● **Exercise**:
When you reach the records below, output every one exactly as written but leave out any pictures.
------
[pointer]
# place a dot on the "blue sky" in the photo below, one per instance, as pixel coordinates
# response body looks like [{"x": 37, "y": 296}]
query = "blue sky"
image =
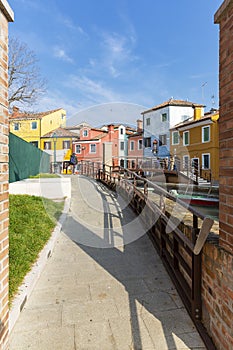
[{"x": 137, "y": 53}]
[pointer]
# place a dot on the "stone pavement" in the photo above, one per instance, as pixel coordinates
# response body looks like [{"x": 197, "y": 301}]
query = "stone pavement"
[{"x": 98, "y": 293}]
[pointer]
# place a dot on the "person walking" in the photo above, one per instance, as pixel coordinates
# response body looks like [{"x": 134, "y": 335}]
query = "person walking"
[{"x": 73, "y": 162}]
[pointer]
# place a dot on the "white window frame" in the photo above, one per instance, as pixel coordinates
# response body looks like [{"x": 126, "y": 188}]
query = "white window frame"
[
  {"x": 85, "y": 132},
  {"x": 202, "y": 160},
  {"x": 91, "y": 146},
  {"x": 164, "y": 117},
  {"x": 163, "y": 139},
  {"x": 186, "y": 133},
  {"x": 132, "y": 146},
  {"x": 178, "y": 137},
  {"x": 203, "y": 133},
  {"x": 47, "y": 145},
  {"x": 186, "y": 162},
  {"x": 140, "y": 144},
  {"x": 16, "y": 126},
  {"x": 66, "y": 144},
  {"x": 35, "y": 125},
  {"x": 78, "y": 148}
]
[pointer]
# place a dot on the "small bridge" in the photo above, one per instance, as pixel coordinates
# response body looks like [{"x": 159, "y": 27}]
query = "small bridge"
[{"x": 177, "y": 230}]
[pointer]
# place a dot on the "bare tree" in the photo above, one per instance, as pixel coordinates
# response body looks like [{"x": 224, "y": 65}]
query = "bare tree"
[{"x": 24, "y": 79}]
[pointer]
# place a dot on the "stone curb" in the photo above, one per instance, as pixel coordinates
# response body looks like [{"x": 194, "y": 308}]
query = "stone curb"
[{"x": 33, "y": 275}]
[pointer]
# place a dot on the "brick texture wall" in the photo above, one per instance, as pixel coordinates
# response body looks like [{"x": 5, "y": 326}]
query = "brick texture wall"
[
  {"x": 217, "y": 294},
  {"x": 217, "y": 262},
  {"x": 5, "y": 17},
  {"x": 224, "y": 17}
]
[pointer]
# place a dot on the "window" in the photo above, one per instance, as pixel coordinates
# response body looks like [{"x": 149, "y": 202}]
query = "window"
[
  {"x": 16, "y": 126},
  {"x": 66, "y": 144},
  {"x": 93, "y": 148},
  {"x": 163, "y": 139},
  {"x": 78, "y": 149},
  {"x": 186, "y": 138},
  {"x": 164, "y": 117},
  {"x": 139, "y": 144},
  {"x": 185, "y": 162},
  {"x": 206, "y": 161},
  {"x": 206, "y": 133},
  {"x": 47, "y": 145},
  {"x": 175, "y": 138},
  {"x": 85, "y": 132},
  {"x": 147, "y": 142},
  {"x": 34, "y": 125},
  {"x": 34, "y": 143}
]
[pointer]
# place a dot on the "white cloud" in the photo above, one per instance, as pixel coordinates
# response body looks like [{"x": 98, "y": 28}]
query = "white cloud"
[
  {"x": 68, "y": 23},
  {"x": 61, "y": 54},
  {"x": 117, "y": 52},
  {"x": 95, "y": 91}
]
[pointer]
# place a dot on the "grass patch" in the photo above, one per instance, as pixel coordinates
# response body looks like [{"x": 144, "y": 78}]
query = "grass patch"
[
  {"x": 32, "y": 220},
  {"x": 43, "y": 176}
]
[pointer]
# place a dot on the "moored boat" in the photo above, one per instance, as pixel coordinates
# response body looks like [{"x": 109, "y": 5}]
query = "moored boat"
[{"x": 196, "y": 199}]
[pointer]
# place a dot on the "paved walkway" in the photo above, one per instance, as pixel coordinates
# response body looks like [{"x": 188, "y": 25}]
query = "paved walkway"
[{"x": 98, "y": 293}]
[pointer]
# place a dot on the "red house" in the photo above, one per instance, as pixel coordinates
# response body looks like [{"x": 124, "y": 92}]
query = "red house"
[
  {"x": 90, "y": 146},
  {"x": 135, "y": 146}
]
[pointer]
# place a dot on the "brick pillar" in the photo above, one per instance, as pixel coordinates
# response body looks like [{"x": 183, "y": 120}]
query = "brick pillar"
[
  {"x": 6, "y": 15},
  {"x": 224, "y": 17}
]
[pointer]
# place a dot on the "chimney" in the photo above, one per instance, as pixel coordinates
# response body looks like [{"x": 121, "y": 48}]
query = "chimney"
[
  {"x": 110, "y": 131},
  {"x": 15, "y": 109},
  {"x": 139, "y": 125},
  {"x": 198, "y": 112}
]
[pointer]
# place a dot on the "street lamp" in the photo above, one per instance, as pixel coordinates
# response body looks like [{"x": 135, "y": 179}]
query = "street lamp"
[{"x": 54, "y": 136}]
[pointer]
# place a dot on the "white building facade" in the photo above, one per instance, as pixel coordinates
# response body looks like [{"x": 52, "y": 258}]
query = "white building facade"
[{"x": 157, "y": 122}]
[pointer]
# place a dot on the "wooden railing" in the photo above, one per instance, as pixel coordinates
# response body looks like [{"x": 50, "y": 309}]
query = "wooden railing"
[{"x": 176, "y": 229}]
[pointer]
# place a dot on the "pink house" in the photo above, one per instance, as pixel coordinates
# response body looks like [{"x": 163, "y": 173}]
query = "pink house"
[
  {"x": 135, "y": 146},
  {"x": 89, "y": 147}
]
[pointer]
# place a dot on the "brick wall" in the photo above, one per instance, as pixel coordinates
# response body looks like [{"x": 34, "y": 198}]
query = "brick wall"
[
  {"x": 224, "y": 17},
  {"x": 6, "y": 15},
  {"x": 217, "y": 294},
  {"x": 217, "y": 262}
]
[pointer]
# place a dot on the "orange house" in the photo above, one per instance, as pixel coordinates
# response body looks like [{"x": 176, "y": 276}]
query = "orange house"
[
  {"x": 90, "y": 146},
  {"x": 135, "y": 146}
]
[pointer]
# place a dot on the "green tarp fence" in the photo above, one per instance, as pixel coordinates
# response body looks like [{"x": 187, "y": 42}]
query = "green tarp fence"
[{"x": 25, "y": 160}]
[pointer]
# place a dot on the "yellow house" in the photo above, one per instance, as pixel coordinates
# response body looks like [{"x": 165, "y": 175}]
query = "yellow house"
[
  {"x": 195, "y": 144},
  {"x": 58, "y": 143},
  {"x": 33, "y": 126}
]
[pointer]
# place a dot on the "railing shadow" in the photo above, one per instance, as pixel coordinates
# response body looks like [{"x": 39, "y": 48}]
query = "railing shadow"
[{"x": 137, "y": 262}]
------
● **Solution for this exercise**:
[pointer]
# place a dot on the "blue sky" in the photo below, one per instance, as pixel coordinates
# response body looks like [{"x": 37, "y": 296}]
query = "blue sky"
image =
[{"x": 137, "y": 53}]
[pointer]
# place a dot on the "stone pavement" in the photo above, one per instance, as pixel coordinates
# response body looks like [{"x": 197, "y": 301}]
query = "stone pavement"
[{"x": 98, "y": 293}]
[pointer]
# place a dot on the "person walking" in the photo above, one per instance, as pixel coordinates
# response body looks like [{"x": 134, "y": 335}]
query = "person walking"
[{"x": 73, "y": 162}]
[pointer]
# place a dot on the "white window frame" in the photo above, one per instance, as pixel coordinates
# response body looks like [{"x": 126, "y": 188}]
query = "white window frame"
[
  {"x": 85, "y": 132},
  {"x": 202, "y": 160},
  {"x": 91, "y": 146},
  {"x": 164, "y": 117},
  {"x": 163, "y": 139},
  {"x": 186, "y": 133},
  {"x": 132, "y": 146},
  {"x": 178, "y": 137},
  {"x": 203, "y": 133},
  {"x": 47, "y": 145},
  {"x": 186, "y": 162},
  {"x": 140, "y": 144},
  {"x": 16, "y": 126},
  {"x": 66, "y": 144},
  {"x": 35, "y": 125},
  {"x": 78, "y": 148}
]
[pointer]
# place a dot on the "small bridge" in the photo above, one per instance, as pixel coordinates
# response body looks like [{"x": 159, "y": 27}]
query = "small bridge"
[{"x": 177, "y": 230}]
[pointer]
# place a dot on the "bare tree" in the photo above, one per instance, as pixel coordinates
# response body looks like [{"x": 224, "y": 65}]
query = "bare tree"
[{"x": 24, "y": 79}]
[pointer]
# place a dot on the "stone curb" in the photo above, one per instance, as pixel coordinates
# response body looks like [{"x": 194, "y": 308}]
query = "stone curb"
[{"x": 33, "y": 275}]
[pointer]
# place a dot on the "brick texture wall" in the photo above, one per instance, as pixel coordinates
# response body looks like [{"x": 5, "y": 326}]
query = "brick texture wall"
[
  {"x": 217, "y": 294},
  {"x": 217, "y": 262},
  {"x": 5, "y": 17},
  {"x": 224, "y": 17}
]
[pointer]
# place a dot on the "window" in the photo above, one per instance, as pixel coordinates
# response body looks like [{"x": 149, "y": 202}]
query = "window"
[
  {"x": 16, "y": 126},
  {"x": 66, "y": 144},
  {"x": 93, "y": 148},
  {"x": 163, "y": 139},
  {"x": 78, "y": 149},
  {"x": 186, "y": 138},
  {"x": 164, "y": 117},
  {"x": 139, "y": 144},
  {"x": 185, "y": 162},
  {"x": 206, "y": 161},
  {"x": 206, "y": 133},
  {"x": 47, "y": 145},
  {"x": 175, "y": 138},
  {"x": 85, "y": 132},
  {"x": 147, "y": 142},
  {"x": 34, "y": 125},
  {"x": 34, "y": 143}
]
[pointer]
# place a dot on the "white cloud" in the photo above, one per instance, as pixel coordinates
# response body looks like [{"x": 98, "y": 28}]
query = "white cloud"
[
  {"x": 68, "y": 23},
  {"x": 61, "y": 54},
  {"x": 117, "y": 52},
  {"x": 95, "y": 91}
]
[pointer]
# place a dot on the "grass patch" in the photo above, one per instance, as pixel coordinates
# response body looks like [{"x": 144, "y": 78}]
query = "grass patch"
[
  {"x": 32, "y": 220},
  {"x": 43, "y": 176}
]
[pointer]
# place a dot on the "moored boat" in the photo above, one per instance, as pixel coordinates
# response body looks like [{"x": 109, "y": 5}]
query = "moored boat"
[{"x": 196, "y": 199}]
[pointer]
# place a dot on the "paved walkway" in the photo above, one per instance, as pixel coordinates
# response body looks like [{"x": 188, "y": 25}]
query = "paved walkway"
[{"x": 98, "y": 293}]
[pointer]
# place a dot on the "red house" in the photo above, one per instance, as pixel coordinates
# response body looks like [{"x": 124, "y": 92}]
query = "red house"
[
  {"x": 90, "y": 146},
  {"x": 135, "y": 146}
]
[pointer]
# place a dot on the "brick pillar" in the photo above, one per instance, as pixel coordinates
# response body looks like [{"x": 183, "y": 120}]
query = "brick pillar"
[
  {"x": 6, "y": 15},
  {"x": 224, "y": 17}
]
[pointer]
# place a dot on the "chimney" in the photo above, one per instance, as pixel coordinates
# response body looks like [{"x": 121, "y": 48}]
query = "chimney"
[
  {"x": 110, "y": 131},
  {"x": 15, "y": 109},
  {"x": 139, "y": 125},
  {"x": 198, "y": 112}
]
[pointer]
# place a dot on the "street lamp" in the photo above, one per instance, as pixel coordinates
# response body looks like [{"x": 135, "y": 179}]
query = "street lamp"
[{"x": 54, "y": 136}]
[pointer]
# place a dot on the "white building facade" in the photo above, one per instance, as pixel coordinates
# response body looks like [{"x": 52, "y": 258}]
query = "white building facade"
[{"x": 157, "y": 122}]
[pointer]
# place a dot on the "wooden railing" in the photo above, one per instance, as pixel coordinates
# response body looks like [{"x": 50, "y": 309}]
query = "wooden railing"
[{"x": 176, "y": 229}]
[pointer]
# place a dot on the "pink house" in the photo above, one per instance, as pixel coordinates
# response body looks like [{"x": 163, "y": 173}]
query = "pink house"
[
  {"x": 135, "y": 146},
  {"x": 89, "y": 147}
]
[pointer]
# place a dot on the "brick wall" in the photo above, one per instance, as pixel coordinates
# response body looks like [{"x": 34, "y": 198}]
query = "brick wall"
[
  {"x": 224, "y": 17},
  {"x": 6, "y": 15},
  {"x": 217, "y": 294},
  {"x": 217, "y": 262}
]
[pointer]
# place a dot on the "orange house" in the photo above, one per instance, as pixel coordinates
# response body looks like [{"x": 176, "y": 276}]
query = "orange house"
[
  {"x": 90, "y": 146},
  {"x": 135, "y": 146}
]
[pointer]
# place a dot on the "green tarp fence" in the photo above, one per instance, as pixel coordinates
# response body looks like [{"x": 187, "y": 42}]
query = "green tarp fence"
[{"x": 25, "y": 160}]
[pointer]
# place a dot on the "yellow house" in the photo above, one per instance, as pixel coordinates
# response body looks like [{"x": 165, "y": 175}]
query = "yellow house"
[
  {"x": 195, "y": 144},
  {"x": 58, "y": 143},
  {"x": 33, "y": 126}
]
[pointer]
# place a dot on the "railing shadow" in the photo above, one per instance, as pixel coordinates
# response body looks like [{"x": 39, "y": 48}]
query = "railing shadow"
[{"x": 137, "y": 262}]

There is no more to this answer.